> Task requirements
Can you update the items from the line containing "Mark the boat, one point per instance." through the end of the items, replacing "Mark" with "Label" and changing nothing else? Leave the pictures out of your answer.

> Entries
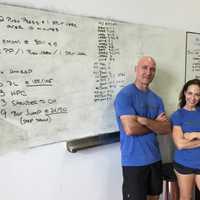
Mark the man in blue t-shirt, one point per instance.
(140, 116)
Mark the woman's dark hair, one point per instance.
(182, 100)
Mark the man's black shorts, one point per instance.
(140, 181)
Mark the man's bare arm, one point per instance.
(131, 126)
(160, 125)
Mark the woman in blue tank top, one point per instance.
(186, 136)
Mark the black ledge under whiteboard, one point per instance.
(89, 142)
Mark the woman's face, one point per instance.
(192, 96)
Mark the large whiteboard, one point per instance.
(59, 74)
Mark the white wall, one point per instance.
(50, 172)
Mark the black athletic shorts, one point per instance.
(185, 170)
(140, 181)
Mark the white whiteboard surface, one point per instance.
(192, 56)
(59, 73)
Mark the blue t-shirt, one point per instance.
(138, 150)
(189, 121)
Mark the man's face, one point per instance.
(145, 71)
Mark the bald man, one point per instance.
(141, 116)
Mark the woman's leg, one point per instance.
(185, 183)
(197, 180)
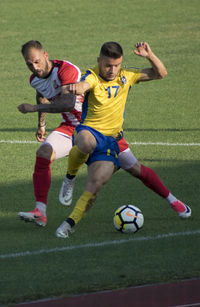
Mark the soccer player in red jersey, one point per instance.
(49, 78)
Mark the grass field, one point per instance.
(34, 263)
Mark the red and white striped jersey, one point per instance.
(62, 73)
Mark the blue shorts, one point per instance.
(106, 149)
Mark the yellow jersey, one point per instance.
(104, 103)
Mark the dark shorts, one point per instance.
(106, 149)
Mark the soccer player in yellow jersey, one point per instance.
(99, 138)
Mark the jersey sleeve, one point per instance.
(68, 73)
(134, 75)
(90, 78)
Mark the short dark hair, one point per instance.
(111, 50)
(31, 44)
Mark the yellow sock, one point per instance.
(75, 160)
(84, 204)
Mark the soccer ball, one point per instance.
(128, 218)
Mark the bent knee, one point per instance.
(45, 151)
(135, 169)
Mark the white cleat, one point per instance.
(66, 191)
(64, 230)
(184, 211)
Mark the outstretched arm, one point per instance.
(60, 104)
(78, 88)
(158, 70)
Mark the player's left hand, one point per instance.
(40, 134)
(143, 49)
(26, 108)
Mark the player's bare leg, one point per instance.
(56, 146)
(99, 173)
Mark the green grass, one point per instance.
(161, 111)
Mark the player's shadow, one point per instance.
(181, 178)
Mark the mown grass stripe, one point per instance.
(131, 143)
(99, 244)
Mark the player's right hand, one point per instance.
(40, 134)
(26, 108)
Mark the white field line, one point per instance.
(131, 143)
(164, 144)
(100, 244)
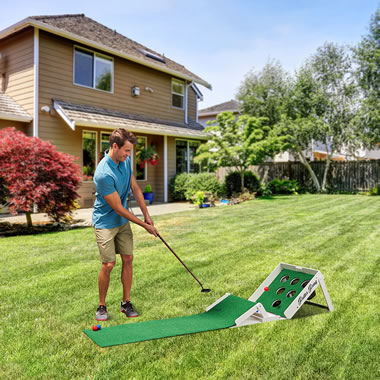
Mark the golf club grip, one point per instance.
(179, 259)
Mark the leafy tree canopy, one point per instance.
(33, 172)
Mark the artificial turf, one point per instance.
(221, 316)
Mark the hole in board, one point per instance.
(280, 290)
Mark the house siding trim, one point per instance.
(66, 119)
(36, 64)
(166, 184)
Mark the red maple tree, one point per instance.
(33, 172)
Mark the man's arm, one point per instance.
(114, 201)
(140, 200)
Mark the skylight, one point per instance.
(152, 55)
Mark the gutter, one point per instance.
(12, 117)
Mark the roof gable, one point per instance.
(81, 28)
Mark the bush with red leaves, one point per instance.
(33, 172)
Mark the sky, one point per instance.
(219, 40)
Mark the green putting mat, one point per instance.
(222, 315)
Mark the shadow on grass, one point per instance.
(308, 310)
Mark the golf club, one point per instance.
(203, 289)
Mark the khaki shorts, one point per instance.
(112, 241)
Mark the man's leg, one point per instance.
(126, 276)
(104, 281)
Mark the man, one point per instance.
(113, 180)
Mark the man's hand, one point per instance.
(149, 220)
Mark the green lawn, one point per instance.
(48, 295)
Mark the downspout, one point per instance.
(165, 168)
(36, 80)
(186, 87)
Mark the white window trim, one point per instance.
(96, 55)
(146, 166)
(96, 150)
(101, 140)
(176, 93)
(187, 151)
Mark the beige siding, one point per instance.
(16, 65)
(56, 81)
(192, 104)
(171, 160)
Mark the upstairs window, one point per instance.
(185, 151)
(178, 93)
(93, 70)
(140, 172)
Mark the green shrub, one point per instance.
(233, 183)
(178, 186)
(199, 198)
(278, 186)
(184, 185)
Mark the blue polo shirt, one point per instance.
(110, 177)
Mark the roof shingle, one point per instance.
(89, 29)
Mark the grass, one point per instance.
(48, 295)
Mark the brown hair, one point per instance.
(120, 136)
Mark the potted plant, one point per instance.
(148, 194)
(148, 155)
(199, 198)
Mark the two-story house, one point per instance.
(71, 80)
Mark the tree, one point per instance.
(33, 172)
(236, 143)
(262, 93)
(321, 105)
(367, 59)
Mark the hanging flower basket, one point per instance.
(149, 156)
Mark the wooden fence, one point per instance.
(342, 176)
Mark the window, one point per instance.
(88, 154)
(93, 70)
(178, 91)
(185, 151)
(104, 143)
(140, 172)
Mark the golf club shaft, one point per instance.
(179, 259)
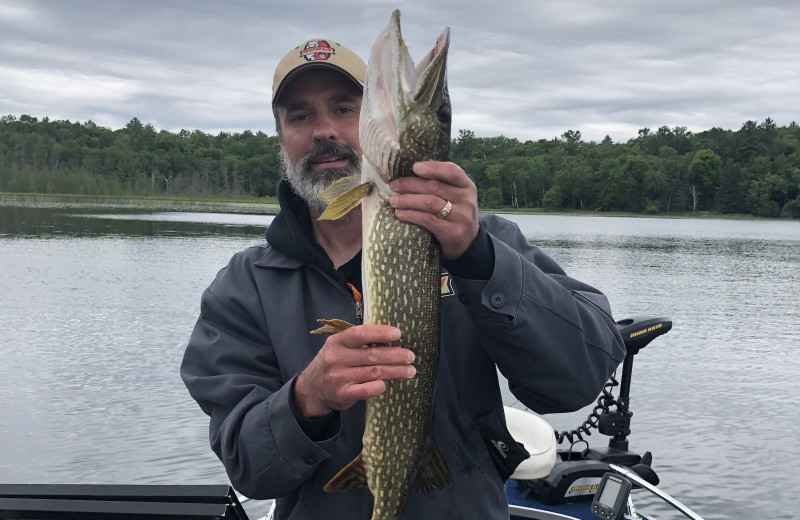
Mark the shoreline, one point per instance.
(272, 208)
(80, 201)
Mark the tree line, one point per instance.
(753, 170)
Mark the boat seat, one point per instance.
(110, 502)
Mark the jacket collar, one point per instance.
(290, 238)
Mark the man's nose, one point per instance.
(325, 129)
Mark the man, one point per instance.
(287, 408)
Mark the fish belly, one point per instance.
(402, 288)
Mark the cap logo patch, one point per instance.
(317, 50)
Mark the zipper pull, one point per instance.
(357, 298)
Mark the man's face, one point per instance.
(318, 117)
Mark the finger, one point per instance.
(361, 335)
(385, 356)
(364, 391)
(365, 374)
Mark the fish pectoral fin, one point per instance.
(352, 476)
(434, 473)
(342, 196)
(331, 327)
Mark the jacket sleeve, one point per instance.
(231, 370)
(550, 335)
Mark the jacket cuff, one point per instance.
(297, 450)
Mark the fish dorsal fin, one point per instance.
(434, 473)
(342, 196)
(352, 476)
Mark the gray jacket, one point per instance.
(551, 336)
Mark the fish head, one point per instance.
(405, 114)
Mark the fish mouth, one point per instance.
(425, 83)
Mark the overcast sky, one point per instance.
(529, 69)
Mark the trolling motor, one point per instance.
(579, 473)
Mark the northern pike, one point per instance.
(405, 118)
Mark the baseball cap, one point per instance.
(319, 52)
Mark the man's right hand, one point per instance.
(348, 369)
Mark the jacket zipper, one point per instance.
(354, 294)
(357, 298)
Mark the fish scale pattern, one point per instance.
(405, 293)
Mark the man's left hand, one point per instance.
(420, 200)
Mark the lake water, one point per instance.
(95, 309)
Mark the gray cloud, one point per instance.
(524, 69)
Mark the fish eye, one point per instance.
(444, 114)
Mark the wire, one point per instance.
(604, 402)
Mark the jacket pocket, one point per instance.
(505, 452)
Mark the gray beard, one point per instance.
(308, 184)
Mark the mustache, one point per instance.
(336, 149)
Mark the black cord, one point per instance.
(604, 402)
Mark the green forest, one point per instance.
(753, 170)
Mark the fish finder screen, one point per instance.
(609, 494)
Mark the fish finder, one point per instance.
(611, 497)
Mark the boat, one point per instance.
(586, 483)
(565, 479)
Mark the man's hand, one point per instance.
(348, 369)
(420, 199)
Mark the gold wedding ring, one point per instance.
(445, 210)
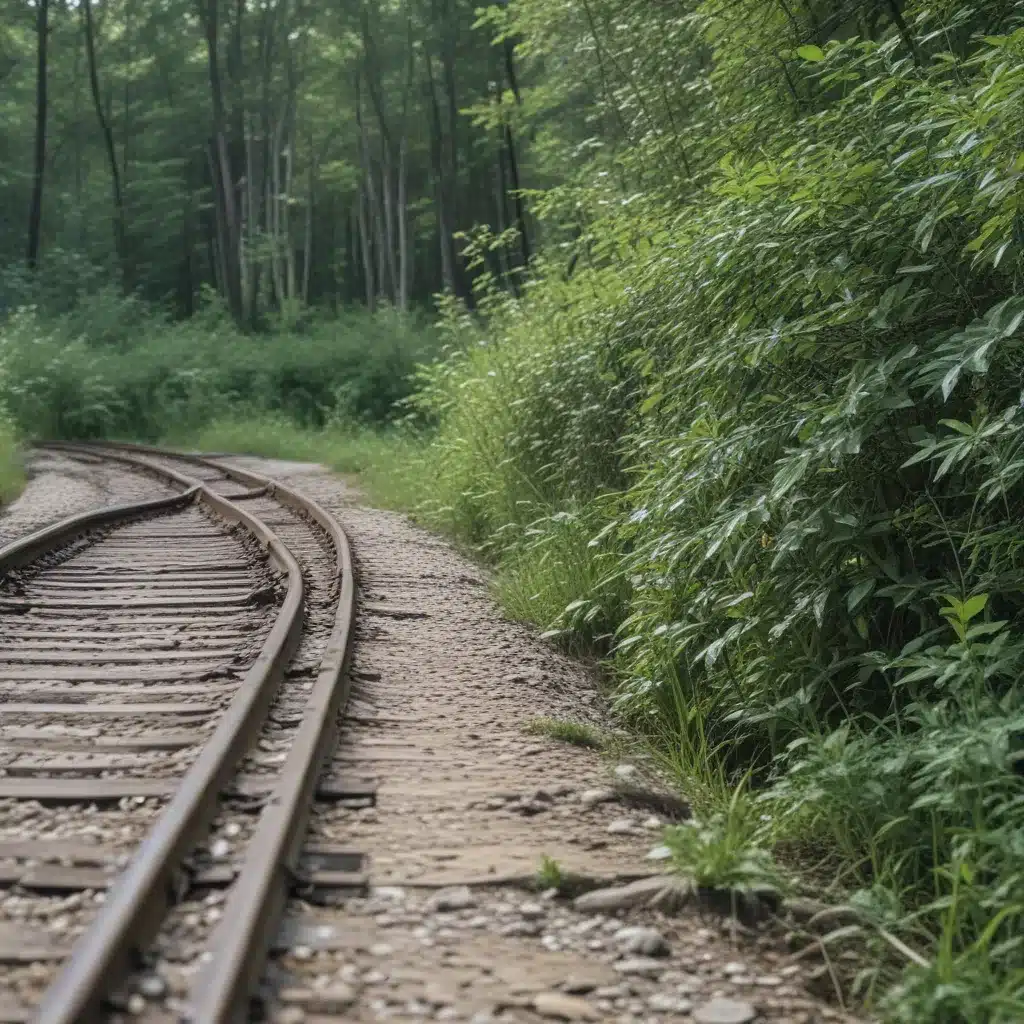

> Correct answer
Label the boat, one point per instance.
(586, 483)
(565, 479)
Label the man's hand, one point per instance.
(348, 369)
(420, 199)
Label the gold wedding ring, one point per instance.
(445, 210)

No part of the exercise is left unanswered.